> Problem: In the material below, copy out the lines verbatim, beginning with the line containing "task: segment the stack of concrete blocks" and continuing through the line containing "M 972 58 L 1039", including both of those lines.

> Information provided:
▼

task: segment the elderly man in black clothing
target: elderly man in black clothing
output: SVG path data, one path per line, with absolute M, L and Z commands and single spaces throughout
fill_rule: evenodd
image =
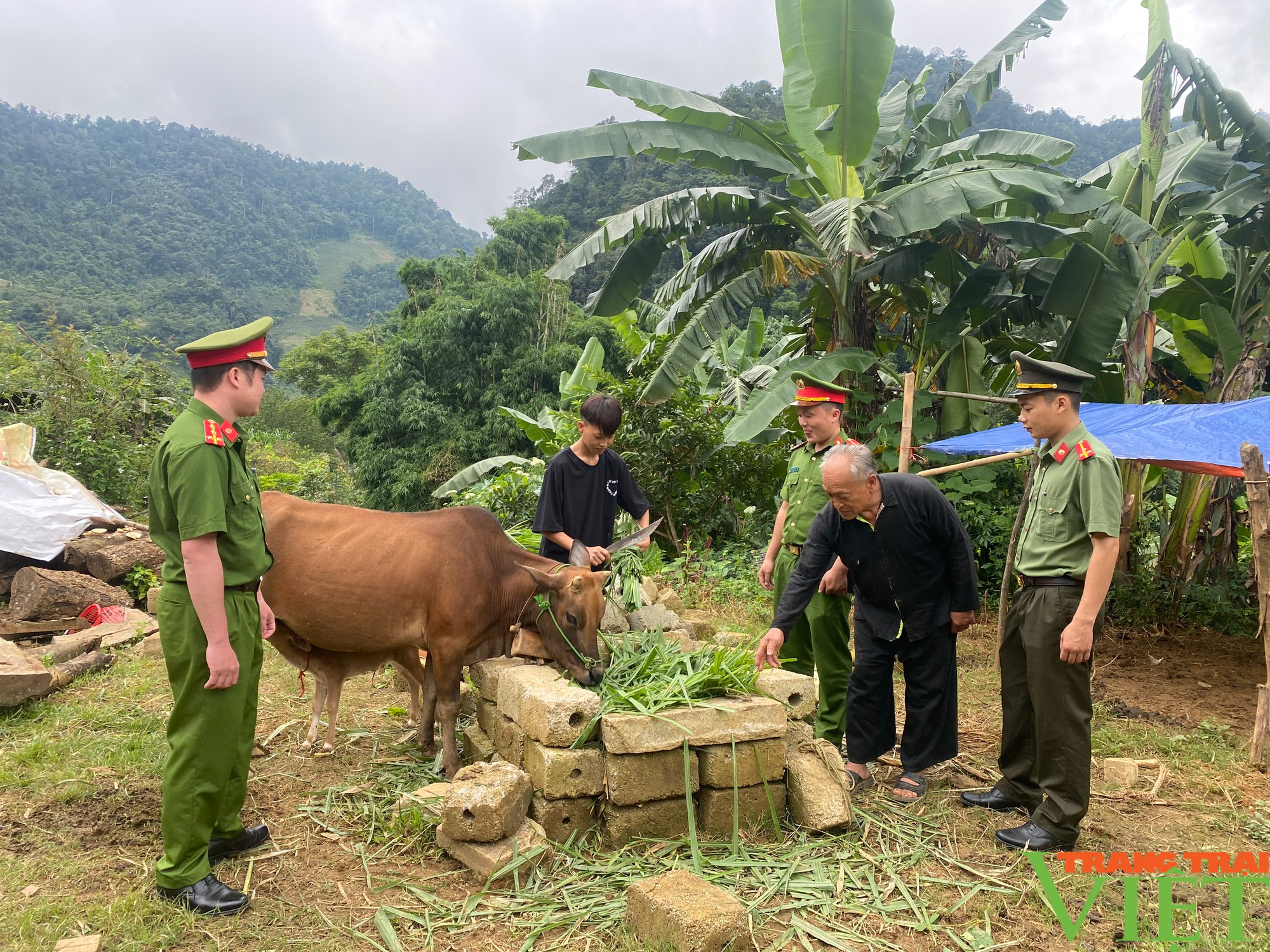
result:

▲
▼

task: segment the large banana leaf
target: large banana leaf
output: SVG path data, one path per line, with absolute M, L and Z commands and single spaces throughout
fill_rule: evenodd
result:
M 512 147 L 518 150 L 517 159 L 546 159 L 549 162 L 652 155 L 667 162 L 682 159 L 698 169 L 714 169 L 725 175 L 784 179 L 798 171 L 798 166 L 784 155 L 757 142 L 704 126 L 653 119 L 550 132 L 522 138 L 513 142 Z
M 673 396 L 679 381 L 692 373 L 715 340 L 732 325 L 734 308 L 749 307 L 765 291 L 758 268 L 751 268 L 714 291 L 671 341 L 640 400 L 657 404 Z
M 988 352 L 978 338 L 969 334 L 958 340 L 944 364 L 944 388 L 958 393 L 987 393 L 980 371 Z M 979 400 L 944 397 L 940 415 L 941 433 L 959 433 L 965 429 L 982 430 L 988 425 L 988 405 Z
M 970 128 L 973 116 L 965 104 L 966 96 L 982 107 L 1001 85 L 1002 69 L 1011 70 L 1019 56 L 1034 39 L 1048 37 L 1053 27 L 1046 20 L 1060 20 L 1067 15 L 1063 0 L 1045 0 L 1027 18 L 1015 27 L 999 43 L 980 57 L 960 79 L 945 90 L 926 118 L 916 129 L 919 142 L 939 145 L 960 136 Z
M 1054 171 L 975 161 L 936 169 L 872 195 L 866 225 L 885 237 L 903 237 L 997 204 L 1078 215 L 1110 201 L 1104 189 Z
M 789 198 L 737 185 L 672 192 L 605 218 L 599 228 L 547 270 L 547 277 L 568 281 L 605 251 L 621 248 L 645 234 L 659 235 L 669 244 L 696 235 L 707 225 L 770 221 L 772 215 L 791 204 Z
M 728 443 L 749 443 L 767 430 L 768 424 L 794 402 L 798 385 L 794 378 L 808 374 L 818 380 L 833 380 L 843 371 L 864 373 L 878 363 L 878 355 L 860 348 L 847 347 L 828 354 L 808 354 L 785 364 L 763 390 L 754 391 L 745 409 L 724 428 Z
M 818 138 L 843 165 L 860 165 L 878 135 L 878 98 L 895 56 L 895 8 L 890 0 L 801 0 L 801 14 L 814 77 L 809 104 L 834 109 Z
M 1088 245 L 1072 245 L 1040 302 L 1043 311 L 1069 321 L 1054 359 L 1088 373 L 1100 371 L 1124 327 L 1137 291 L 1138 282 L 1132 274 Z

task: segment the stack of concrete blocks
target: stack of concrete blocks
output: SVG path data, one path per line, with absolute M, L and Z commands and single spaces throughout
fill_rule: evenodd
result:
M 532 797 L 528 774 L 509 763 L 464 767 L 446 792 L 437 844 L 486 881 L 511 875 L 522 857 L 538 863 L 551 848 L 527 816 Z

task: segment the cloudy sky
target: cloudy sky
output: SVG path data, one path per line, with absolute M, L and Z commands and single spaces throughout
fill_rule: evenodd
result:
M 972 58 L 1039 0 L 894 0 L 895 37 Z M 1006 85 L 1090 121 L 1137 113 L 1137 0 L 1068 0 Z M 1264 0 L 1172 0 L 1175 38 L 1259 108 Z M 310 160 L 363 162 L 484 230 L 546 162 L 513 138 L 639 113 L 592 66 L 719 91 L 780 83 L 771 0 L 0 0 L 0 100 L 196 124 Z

▲

> Exercise output:
task: segment the stack of concrete blocks
target: stack of concrete blocks
output: SVG path data, one path per line, with absolute M, L and Z commands and single spaces throughout
fill_rule: evenodd
result:
M 532 797 L 528 774 L 509 763 L 464 767 L 446 792 L 437 844 L 486 881 L 511 875 L 522 857 L 538 863 L 551 848 L 527 816 Z

task: segment the cloudy sky
target: cloudy sky
output: SVG path data, one path per line, with absolute M, L and Z commands and single spaces throughout
fill_rule: evenodd
result:
M 972 58 L 1039 0 L 894 0 L 895 37 Z M 1006 85 L 1090 121 L 1137 113 L 1137 0 L 1068 0 Z M 1264 0 L 1172 0 L 1175 38 L 1259 108 Z M 310 160 L 363 162 L 484 230 L 546 162 L 513 138 L 639 113 L 592 66 L 719 91 L 780 83 L 771 0 L 0 0 L 0 100 L 196 124 Z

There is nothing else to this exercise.